───── Data provided
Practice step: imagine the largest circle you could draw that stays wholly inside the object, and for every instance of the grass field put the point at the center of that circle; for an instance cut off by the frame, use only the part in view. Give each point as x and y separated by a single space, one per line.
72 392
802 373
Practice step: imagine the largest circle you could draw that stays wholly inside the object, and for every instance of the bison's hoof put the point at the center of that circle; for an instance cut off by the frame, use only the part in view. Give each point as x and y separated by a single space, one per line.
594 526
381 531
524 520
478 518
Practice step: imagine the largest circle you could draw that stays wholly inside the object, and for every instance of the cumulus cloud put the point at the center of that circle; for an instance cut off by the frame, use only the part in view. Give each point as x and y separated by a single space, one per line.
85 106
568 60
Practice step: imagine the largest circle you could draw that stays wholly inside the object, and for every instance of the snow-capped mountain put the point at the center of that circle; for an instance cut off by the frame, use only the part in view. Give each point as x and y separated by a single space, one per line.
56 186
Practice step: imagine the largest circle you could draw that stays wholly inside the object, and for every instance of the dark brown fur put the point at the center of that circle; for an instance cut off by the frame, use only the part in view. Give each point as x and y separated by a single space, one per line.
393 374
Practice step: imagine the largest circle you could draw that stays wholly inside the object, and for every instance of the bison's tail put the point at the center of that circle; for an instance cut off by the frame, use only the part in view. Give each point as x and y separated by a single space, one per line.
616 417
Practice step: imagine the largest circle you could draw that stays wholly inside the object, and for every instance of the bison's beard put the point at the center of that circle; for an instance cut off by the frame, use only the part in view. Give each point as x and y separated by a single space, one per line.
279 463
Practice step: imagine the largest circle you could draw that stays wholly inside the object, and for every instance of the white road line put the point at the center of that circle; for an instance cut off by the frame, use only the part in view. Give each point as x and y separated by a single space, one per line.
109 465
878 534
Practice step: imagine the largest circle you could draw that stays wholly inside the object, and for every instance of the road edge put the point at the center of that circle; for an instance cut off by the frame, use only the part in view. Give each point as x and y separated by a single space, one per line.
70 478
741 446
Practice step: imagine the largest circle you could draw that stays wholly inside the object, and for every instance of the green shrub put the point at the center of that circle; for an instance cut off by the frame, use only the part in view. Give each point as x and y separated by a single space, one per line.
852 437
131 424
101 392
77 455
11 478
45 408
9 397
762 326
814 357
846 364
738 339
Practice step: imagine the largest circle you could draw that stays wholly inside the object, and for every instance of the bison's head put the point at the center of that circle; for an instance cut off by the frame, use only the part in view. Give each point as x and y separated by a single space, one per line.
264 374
──────────
> **Instructions for the task**
Copy out exactly the lines that run from the one holding "the bison's head" through the end of the data above.

> **Answer below**
Practice step: imagine the largest circle you could draw that stays wholly inside the object, and for every instance of the bison's head put the point at the center of that circle; for an instance cut off by the frame, use only the part in view. Give each point as x and y separated by a single space, one per line.
264 374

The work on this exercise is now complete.